[Extracted data entries]
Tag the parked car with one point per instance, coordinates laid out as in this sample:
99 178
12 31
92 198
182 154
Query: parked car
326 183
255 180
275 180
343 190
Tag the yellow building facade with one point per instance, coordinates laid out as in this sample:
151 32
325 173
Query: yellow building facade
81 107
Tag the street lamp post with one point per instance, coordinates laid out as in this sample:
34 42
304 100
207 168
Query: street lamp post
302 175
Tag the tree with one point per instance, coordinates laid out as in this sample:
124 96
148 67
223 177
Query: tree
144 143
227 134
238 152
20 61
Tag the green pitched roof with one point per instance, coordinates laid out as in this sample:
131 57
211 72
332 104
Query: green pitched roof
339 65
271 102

● What you have to do
Keeping every word as it is, repeat all of the records.

● Reply
Tag the parked car with one point per instance, coordinates laid out as in this sample:
99 178
12 31
92 198
182 154
Query: parked car
326 183
255 180
275 180
343 190
Tag the yellow building facade with one point per instance, coordinates laid out as in this sample:
151 32
325 173
Query: yellow building facade
81 107
Tag the street lamp post with one point per instance, coordinates laid out as in this sample:
34 42
304 100
207 168
Query: street lamp post
302 175
Tag the tree with one point per instance, coordinates laid out as in this sample:
124 96
148 67
223 177
Query: tree
144 143
227 134
238 152
20 61
Tag the green pitched roof with one point per instance, coordinates laid out as in this sample:
131 57
211 72
332 104
Query: green pitched roof
339 65
271 102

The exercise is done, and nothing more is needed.